# Problems and tasks
**a.** In the judgment excerpt, why must PW1 be mistaken in saying that the appellant identified the corpse he examined?
**b.** Write out the stretch of the judgment excerpt from "This puts in" through "of his wife.".

# Given passage
'''
It is equally argued on behalf of the appellant that the fact that PW3 testified that he did not know what was in the luggage carried by the appellant when he and his wife were going to the farm on the morning of the fateful day disclosed a co-existing circumstance which ought to have made the court below slow to affirm the decision of the trial court. It is argued that the possibility could not be ruled out that the appellant was having in his luggage when he and his wife were going to the farm clothing and slippers similar to the ones worn by the wife. Surely learned counsel, with respect, cannot intend that this submission be taken seriously. The overwhelming evidence was that the deceased was found in the farm NAKED. The irresistible presumption must be that it was the clothes and slippers she wore that morning that the appellant carried in his luggage after the deceased had been stripped naked and murdered. There can, therefore, be no co-existing circumstance that whittled down the cogency of the circumstantial evidence led in this case against the appellant.

In conclusion, I resolve issue (1) against the appellant.

Issue (2)

This puts in question the identity of the body on which PW1 performed an autopsy as that of the deceased wife of the appellant. It is submitted that as the appellant was still on the run when autopsy was performed, he could not have identified the body to PW1 as that of his wife.

It is true that PW1 must be mistaken in his evidence when he testified that it was the appellant who identified the corpse on which he (PW 1) performed an autopsy as that of his (appellant’s) wife. The examination was performed on 14/11/ 92; the appellant was on the run then, as he was not arrested until 20/11/92. But this error, in my respectful view, does not occasion any miscarriage of justice. That it was on the body of appellant’s deceased wife that PW 1 performed an autopsy is borne out by the following –

(a) PW3 and PW4 who knew her before the date of the incident saw her body lying naked in appellant’s farm with a deep cut to her throat. She was pregnant at the time.

(b) They reported to the police. The police brought a photographer to the farm who took the picture of the deceased while lying on the ground dead. The police, together with PW3 and PW4, on 12/11/92 conveyed the corpse of appellant’s deceased wife to the hospital mortuary where PW1 performed an autopsy.

(c) The corpse PW1 performed a post-mortem examination on had a deep cut to the throat and the deceased was in an advanced stage of pregnancy at the time of her death.
'''
# Source data
'''
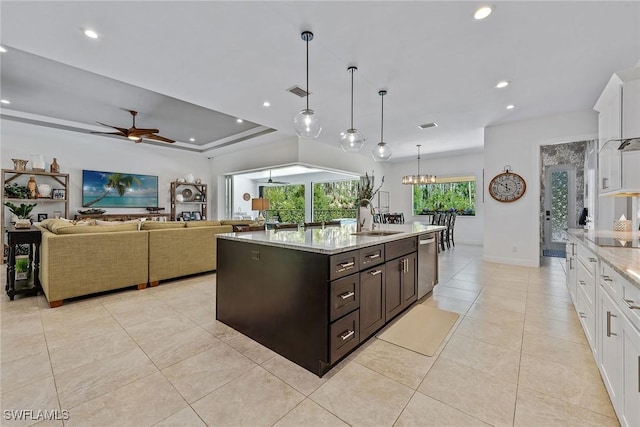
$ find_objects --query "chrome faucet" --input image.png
'''
'''
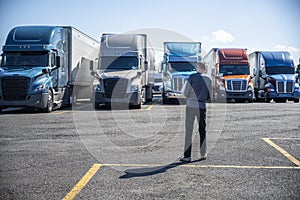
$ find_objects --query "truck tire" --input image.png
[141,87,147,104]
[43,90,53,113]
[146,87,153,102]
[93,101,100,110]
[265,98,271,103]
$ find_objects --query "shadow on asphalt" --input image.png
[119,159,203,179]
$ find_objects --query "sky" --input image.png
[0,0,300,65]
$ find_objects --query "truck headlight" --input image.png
'''
# Answers by item number
**a.** PW1 performed the examination on 14/11/92. At that time the appellant was on the run and was not arrested until 20/11/92, so he could not have identified the body to PW1 as that of his wife.

**b.**
This puts in question the identity of the body on which PW1 performed an autopsy as that of the deceased wife of the appellant. It is submitted that as the appellant was still on the run when autopsy was performed, he could not have identified the body to PW1 as that of his wife.